═════ RECORD LIST

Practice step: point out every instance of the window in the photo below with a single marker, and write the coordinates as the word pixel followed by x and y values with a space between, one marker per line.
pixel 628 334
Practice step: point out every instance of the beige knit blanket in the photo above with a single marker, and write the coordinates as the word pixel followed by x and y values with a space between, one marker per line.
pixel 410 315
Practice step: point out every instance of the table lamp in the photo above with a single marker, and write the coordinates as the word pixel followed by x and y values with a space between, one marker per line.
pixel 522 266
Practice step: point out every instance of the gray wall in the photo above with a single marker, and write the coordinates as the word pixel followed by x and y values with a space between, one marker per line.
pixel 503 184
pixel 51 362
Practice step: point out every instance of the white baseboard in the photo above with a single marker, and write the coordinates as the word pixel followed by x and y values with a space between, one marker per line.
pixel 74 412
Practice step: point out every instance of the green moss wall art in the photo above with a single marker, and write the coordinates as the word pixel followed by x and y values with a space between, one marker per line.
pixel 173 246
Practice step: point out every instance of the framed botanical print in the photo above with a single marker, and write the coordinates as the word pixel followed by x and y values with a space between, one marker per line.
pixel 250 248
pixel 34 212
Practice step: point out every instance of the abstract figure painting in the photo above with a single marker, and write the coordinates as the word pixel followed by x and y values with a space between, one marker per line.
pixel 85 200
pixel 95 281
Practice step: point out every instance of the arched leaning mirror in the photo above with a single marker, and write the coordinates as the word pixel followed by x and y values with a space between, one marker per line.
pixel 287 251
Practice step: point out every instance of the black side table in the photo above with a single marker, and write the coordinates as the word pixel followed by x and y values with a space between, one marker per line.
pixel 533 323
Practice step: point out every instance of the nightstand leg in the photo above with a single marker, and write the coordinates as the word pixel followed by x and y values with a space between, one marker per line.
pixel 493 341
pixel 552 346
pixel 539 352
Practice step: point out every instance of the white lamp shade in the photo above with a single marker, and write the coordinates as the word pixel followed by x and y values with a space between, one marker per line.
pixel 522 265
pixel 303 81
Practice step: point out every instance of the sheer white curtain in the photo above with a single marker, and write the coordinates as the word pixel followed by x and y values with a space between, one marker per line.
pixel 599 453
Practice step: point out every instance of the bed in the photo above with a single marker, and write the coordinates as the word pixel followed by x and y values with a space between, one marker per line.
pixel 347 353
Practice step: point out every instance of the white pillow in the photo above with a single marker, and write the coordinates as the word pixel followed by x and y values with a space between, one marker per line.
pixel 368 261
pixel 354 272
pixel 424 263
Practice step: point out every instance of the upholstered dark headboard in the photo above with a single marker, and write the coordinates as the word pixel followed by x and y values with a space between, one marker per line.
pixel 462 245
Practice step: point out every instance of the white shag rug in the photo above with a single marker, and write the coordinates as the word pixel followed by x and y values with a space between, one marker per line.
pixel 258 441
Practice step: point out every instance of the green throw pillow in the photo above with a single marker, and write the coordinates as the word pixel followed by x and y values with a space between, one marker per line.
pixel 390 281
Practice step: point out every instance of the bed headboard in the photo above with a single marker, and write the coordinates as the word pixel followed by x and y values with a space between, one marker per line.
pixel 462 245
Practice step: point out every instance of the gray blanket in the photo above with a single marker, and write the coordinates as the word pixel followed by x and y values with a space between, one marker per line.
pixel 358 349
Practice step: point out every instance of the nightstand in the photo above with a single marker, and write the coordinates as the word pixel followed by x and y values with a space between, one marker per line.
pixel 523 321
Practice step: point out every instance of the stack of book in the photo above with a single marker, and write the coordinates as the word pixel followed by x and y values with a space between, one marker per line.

══════════

[TO DO]
Convert every line of the material above into a numbered list, omitting any blank lines.

[RESPONSE TO THE EXERCISE]
1. Practice step: point out every instance of the window in the photo below with a single marker, and write the coordinates as the word pixel followed by x and y values with a space between, one marker per line.
2. pixel 628 334
3. Practice step: point out every instance of the beige knit blanket in the photo above with a single marker, and write the coordinates as the word pixel followed by x and y values with a space between, one marker per line.
4. pixel 410 315
5. Practice step: point out every instance of the table lamp in the photo above with a single marker, and write the coordinates as the word pixel followed by x and y values with a space between, one marker per line.
6. pixel 522 266
7. Practice step: point out every instance of the gray wall in the photo above with a single marker, and write the coordinates as the word pixel followed by x and y values with a space between, one marker per line.
8. pixel 503 184
9. pixel 51 362
10. Practice step: point out every instance of the white baseboard in the photo above with a single marker, and write the coordinates as the word pixel followed by x and y values with a space between, one marker per line.
11. pixel 74 412
12. Practice step: point out every instance of the green moss wall art in the photo above with a single marker, and write the coordinates as the word pixel followed by x and y values with a space between, one marker per line.
13. pixel 173 246
14. Practice step: point out every instance of the framed botanical print in the photo above with a single marker, and write the coordinates as the word pixel followed by x and y values with a space between, one marker per line.
15. pixel 250 248
16. pixel 34 212
17. Practice step: point out every instance of the abstract figure painting in the photo above with a single marker, and write the coordinates as the word pixel followed by x and y values with a space between, one marker per line.
18. pixel 85 200
19. pixel 95 281
20. Practice step: point out every instance of the arched leaning mirror in the photo above with a single marker, and write the coordinates as the word pixel followed by x and y values with a space between, one marker per line.
21. pixel 287 251
22. Practice step: point out every instance of the black side table in the photo above with a single marker, and write the coordinates as the word pixel followed by x and y values with a space between, one marker per line.
23. pixel 533 323
24. Practice step: point out every instance of the nightstand leg in the photo above with a single marker, and write the coordinates as the word pixel followed by x and y values with a space between, one marker per line.
25. pixel 493 341
26. pixel 552 346
27. pixel 539 352
28. Practice step: point out every instance of the white lamp shade in the photo above with a single marker, and write the coordinates as the word pixel followed by x and y values with a space between, one marker per line.
29. pixel 522 265
30. pixel 303 81
31. Practice step: point out every instance of the sheer white curtain in the photo above with a single marker, and write the coordinates as the word pixel followed by x and y values with a space between, one marker per line.
32. pixel 599 453
33. Practice step: point out every instance of the bed in the photo above with a single marker, and write the coordinates as the word pixel followed by x and y values with a space between, one marker per line.
34. pixel 347 353
35. Practice step: point out every instance of the white pillow in the photo above with a single marker, and write the coordinates as the word pixel followed by x and y values with a space between, one marker per line.
36. pixel 368 261
37. pixel 354 272
38. pixel 424 263
39. Practice step: point out every instance of the upholstered dark headboard in the photo above with a single marker, and write the coordinates as the word pixel followed by x and y values with a space between, one marker per line.
40. pixel 462 245
41. Practice step: point out every instance of the white shag rug in the photo above with a single marker, and write the coordinates as the word pixel followed by x and y values with a space between, one marker per line.
42. pixel 258 441
43. Practice step: point out every instance of the green throw pillow in the photo above with a single marker, and write the coordinates as the word pixel followed by x and y values with a space between, one marker per line.
44. pixel 390 281
45. Practice step: point out every instance of the bed headboard in the photo above with a single marker, and write the coordinates as the word pixel followed by x and y values with a space between, one marker per line.
46. pixel 462 245
47. Practice step: point out every instance of the gray blanket in the photo above with a single marker, and write the coordinates as the word pixel followed by x and y values with a space between, one marker per line.
48. pixel 358 349
49. Practice step: point out every instance of the nightstand in the photo above with a single marker, and write the coordinates as the word pixel followed by x and y values with a space between, one marker per line.
50. pixel 523 321
51. Practice step: point out every instance of the stack of book in the photo above with a single marker, and write the coordinates as the word pixel followed by x and y values with a space between, one marker per line.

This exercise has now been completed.